Records for this exercise: Begin
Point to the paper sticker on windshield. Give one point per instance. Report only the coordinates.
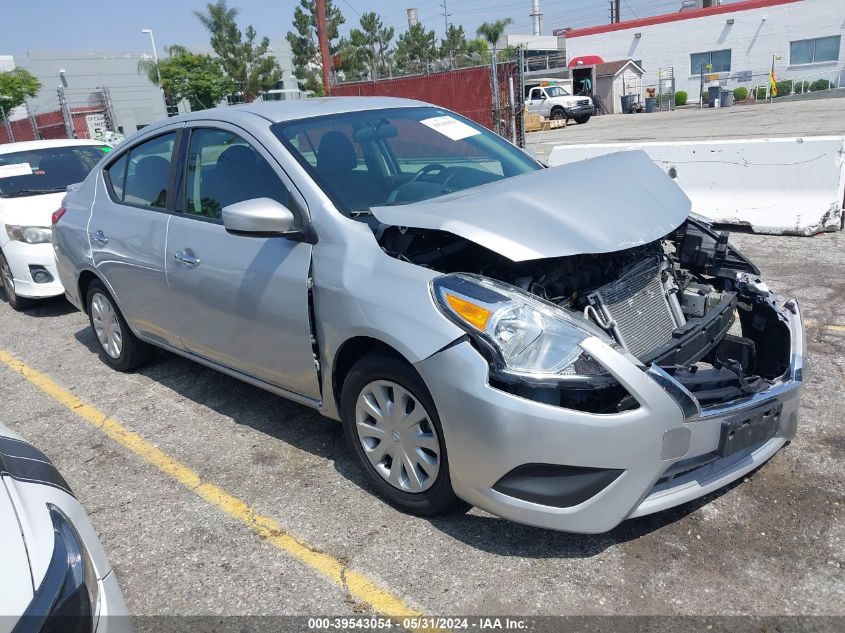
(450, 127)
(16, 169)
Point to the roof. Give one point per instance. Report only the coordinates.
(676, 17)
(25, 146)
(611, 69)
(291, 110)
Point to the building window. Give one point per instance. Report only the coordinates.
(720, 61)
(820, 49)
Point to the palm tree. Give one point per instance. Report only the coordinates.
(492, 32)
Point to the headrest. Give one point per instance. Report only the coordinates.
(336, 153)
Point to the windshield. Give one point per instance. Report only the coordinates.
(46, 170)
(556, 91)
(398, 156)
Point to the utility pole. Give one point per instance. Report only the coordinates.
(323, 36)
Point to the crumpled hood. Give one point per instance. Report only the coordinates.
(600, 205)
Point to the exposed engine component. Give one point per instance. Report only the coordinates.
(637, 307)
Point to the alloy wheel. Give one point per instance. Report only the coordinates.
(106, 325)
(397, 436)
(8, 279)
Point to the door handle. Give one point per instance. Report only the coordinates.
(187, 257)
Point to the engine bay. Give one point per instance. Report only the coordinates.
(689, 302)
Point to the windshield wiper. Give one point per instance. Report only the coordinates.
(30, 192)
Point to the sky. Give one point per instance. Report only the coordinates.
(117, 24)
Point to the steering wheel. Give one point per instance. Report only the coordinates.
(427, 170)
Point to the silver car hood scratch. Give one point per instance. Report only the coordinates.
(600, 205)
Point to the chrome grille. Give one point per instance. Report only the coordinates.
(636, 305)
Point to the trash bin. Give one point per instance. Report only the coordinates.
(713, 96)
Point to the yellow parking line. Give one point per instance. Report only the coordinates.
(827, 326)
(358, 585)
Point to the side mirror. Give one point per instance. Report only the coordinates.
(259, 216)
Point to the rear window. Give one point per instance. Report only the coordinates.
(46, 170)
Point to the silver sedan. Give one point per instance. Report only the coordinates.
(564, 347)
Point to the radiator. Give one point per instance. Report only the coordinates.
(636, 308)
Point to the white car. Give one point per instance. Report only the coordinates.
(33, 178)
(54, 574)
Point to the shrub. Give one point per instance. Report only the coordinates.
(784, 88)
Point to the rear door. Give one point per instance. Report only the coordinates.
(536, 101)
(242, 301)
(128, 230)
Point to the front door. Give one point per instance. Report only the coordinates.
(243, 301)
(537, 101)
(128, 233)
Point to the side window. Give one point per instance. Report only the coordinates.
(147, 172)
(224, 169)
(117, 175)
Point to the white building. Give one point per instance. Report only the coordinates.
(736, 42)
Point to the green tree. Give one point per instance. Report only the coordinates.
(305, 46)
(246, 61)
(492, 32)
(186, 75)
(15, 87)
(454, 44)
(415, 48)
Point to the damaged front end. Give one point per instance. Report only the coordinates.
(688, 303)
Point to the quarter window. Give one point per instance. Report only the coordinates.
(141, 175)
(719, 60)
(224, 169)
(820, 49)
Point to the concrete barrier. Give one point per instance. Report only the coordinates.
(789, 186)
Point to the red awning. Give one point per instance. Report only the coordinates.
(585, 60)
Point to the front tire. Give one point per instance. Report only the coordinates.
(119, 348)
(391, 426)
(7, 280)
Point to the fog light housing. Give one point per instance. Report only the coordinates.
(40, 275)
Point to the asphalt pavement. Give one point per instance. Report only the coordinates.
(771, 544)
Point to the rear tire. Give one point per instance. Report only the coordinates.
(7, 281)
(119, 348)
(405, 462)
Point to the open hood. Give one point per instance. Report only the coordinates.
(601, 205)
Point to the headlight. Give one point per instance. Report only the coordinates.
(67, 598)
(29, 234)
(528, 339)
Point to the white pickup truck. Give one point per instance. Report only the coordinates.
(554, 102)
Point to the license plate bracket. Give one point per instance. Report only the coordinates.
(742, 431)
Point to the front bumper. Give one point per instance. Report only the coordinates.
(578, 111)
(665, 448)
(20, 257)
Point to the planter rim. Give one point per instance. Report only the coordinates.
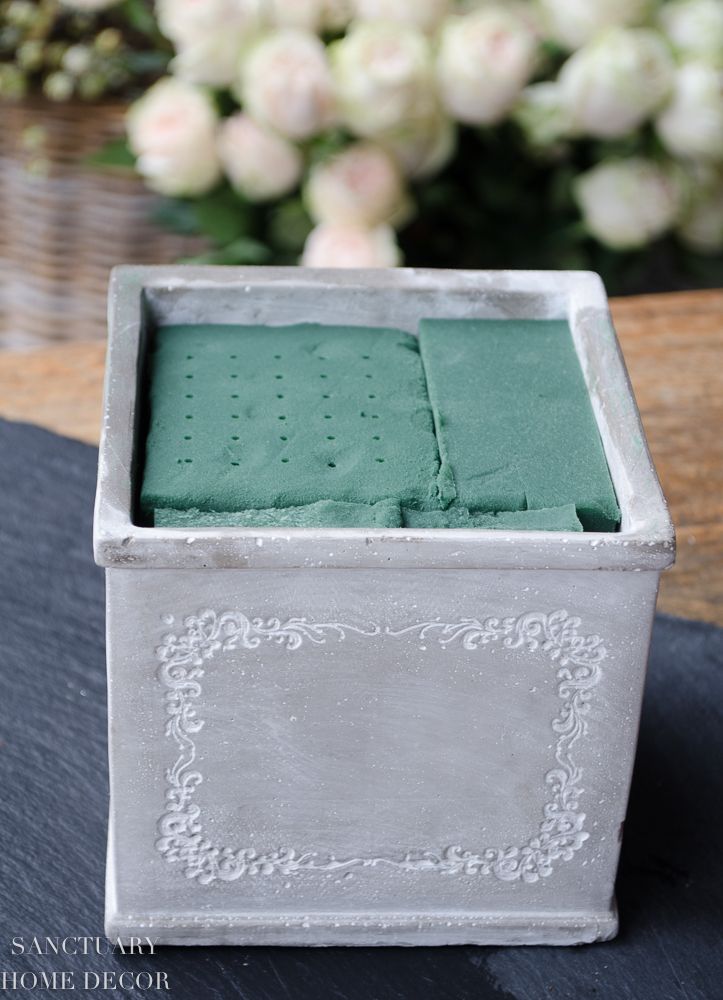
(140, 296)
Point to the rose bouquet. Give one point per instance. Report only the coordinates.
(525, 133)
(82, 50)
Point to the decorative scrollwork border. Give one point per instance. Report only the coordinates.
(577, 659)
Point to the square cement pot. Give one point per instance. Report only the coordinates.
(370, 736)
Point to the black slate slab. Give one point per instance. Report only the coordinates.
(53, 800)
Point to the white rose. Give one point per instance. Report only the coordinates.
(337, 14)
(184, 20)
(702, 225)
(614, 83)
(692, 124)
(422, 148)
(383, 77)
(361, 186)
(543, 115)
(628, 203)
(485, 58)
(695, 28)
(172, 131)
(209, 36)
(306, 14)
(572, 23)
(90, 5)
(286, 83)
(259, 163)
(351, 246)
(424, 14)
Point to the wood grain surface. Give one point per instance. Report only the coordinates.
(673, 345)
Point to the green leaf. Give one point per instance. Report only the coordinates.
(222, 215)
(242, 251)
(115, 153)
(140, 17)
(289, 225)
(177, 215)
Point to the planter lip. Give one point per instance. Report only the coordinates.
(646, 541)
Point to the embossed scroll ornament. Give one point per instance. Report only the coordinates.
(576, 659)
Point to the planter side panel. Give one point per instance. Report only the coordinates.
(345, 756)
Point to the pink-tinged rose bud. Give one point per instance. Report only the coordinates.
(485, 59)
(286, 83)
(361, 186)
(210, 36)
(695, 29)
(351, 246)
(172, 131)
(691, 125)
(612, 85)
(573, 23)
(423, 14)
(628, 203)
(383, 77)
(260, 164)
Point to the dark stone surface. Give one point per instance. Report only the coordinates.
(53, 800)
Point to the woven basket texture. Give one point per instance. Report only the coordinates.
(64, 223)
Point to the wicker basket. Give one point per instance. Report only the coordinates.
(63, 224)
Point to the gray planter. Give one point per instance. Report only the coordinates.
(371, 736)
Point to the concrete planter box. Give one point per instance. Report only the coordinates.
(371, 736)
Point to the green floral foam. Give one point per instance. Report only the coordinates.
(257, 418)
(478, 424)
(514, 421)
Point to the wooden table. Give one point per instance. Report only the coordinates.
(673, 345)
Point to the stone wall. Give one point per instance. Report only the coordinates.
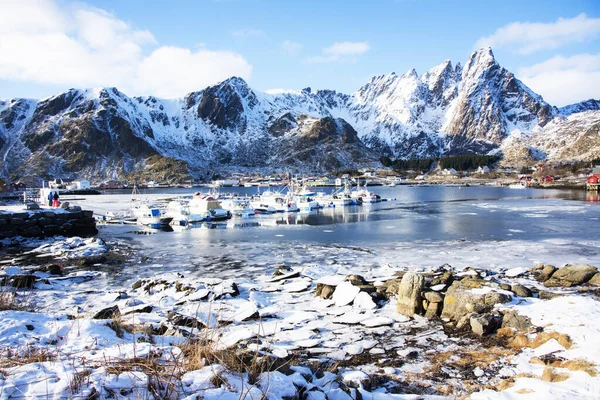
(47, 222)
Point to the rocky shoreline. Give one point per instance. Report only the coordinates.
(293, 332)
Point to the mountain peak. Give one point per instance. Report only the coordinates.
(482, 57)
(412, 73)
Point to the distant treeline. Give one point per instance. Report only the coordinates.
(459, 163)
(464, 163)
Records for this exercise: End
Records for this exercise: Begin
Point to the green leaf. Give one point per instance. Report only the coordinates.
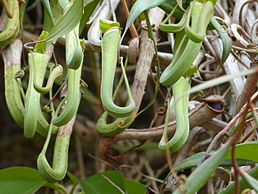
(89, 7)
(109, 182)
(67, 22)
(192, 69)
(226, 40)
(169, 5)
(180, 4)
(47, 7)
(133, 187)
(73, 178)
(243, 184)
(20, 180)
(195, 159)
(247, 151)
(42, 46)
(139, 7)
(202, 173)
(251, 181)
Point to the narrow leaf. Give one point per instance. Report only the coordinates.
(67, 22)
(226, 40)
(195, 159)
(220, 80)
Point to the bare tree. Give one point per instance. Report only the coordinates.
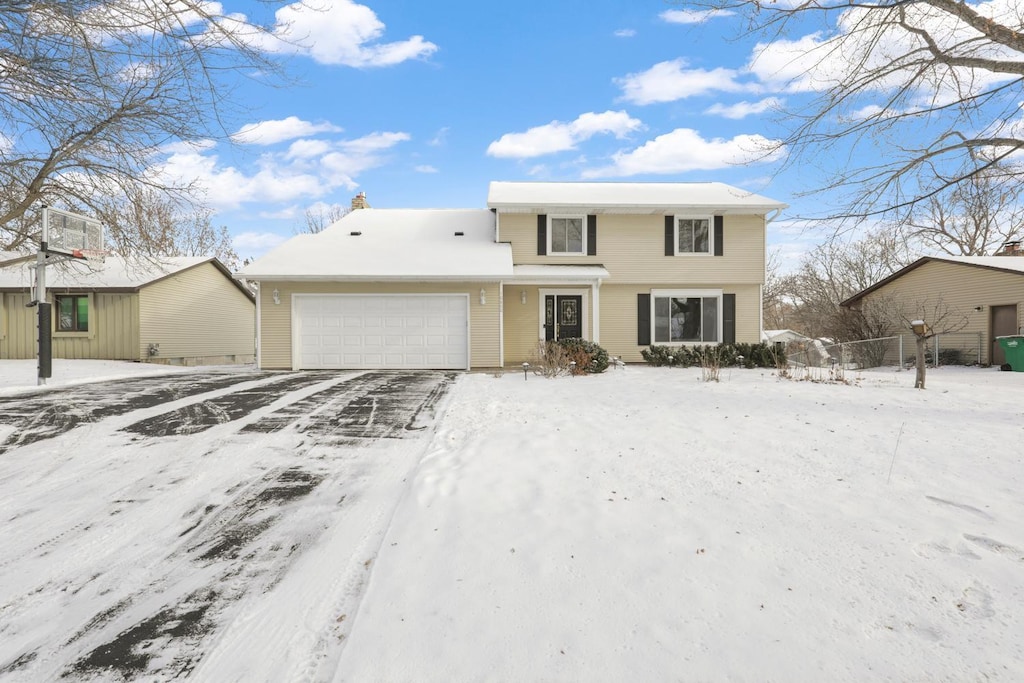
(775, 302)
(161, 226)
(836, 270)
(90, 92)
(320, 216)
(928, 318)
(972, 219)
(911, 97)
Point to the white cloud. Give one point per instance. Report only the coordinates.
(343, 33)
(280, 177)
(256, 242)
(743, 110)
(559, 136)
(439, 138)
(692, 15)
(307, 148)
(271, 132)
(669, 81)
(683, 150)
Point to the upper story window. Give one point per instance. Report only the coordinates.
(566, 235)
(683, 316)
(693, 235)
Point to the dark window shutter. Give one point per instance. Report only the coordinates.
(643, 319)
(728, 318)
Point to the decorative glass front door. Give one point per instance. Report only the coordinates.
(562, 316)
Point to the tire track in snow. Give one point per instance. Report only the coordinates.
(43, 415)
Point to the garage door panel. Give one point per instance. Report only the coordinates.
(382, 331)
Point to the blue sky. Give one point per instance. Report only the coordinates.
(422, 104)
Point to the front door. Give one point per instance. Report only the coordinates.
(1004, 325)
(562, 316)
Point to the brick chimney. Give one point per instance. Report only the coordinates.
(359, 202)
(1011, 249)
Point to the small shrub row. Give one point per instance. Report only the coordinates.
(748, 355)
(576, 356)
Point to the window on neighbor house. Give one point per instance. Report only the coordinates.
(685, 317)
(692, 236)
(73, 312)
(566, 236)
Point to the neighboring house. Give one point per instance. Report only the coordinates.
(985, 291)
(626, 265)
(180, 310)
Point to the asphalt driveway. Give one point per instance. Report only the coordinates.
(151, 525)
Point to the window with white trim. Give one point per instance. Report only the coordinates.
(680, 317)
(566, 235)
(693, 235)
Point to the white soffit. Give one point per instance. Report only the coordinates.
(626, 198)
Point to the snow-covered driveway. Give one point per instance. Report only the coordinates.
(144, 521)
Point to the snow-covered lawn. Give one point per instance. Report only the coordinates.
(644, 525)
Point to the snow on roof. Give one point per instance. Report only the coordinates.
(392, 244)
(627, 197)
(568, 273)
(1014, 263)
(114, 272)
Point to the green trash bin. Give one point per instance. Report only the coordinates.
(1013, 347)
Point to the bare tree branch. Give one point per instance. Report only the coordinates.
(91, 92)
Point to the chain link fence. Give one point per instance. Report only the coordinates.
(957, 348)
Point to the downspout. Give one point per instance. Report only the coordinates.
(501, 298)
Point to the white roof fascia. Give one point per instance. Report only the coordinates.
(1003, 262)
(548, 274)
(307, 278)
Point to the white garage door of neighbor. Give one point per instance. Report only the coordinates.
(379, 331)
Records for this exercise: End
Records for this exercise: Begin
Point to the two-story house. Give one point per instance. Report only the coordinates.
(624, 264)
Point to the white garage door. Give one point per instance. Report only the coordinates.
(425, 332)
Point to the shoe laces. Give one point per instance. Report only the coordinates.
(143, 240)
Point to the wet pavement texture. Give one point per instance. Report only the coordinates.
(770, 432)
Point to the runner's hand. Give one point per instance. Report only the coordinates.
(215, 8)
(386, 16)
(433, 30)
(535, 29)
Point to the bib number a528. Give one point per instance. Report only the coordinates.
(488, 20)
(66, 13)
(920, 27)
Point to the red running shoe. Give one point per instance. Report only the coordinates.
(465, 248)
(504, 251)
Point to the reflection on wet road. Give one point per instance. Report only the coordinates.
Records for this exercise: End
**Your assignment:**
What is needed is a verbatim copy of every line in the records above from the one containing "Point to the runner's" down to the one containing "Point to the reflection", both included, and nothing more.

**Response to the exercise:**
Point to the runner's hand. Give one point per instance. Report only the coordinates.
(215, 8)
(386, 16)
(433, 30)
(535, 29)
Point to the bib number a528. Give one point per instance. Report only the coordinates.
(488, 20)
(66, 13)
(920, 27)
Point to the red running shoe. Give one point per instance. Report only the coordinates.
(465, 248)
(504, 251)
Point to the reflection on wet road. Give one point per instance. Report only the coordinates.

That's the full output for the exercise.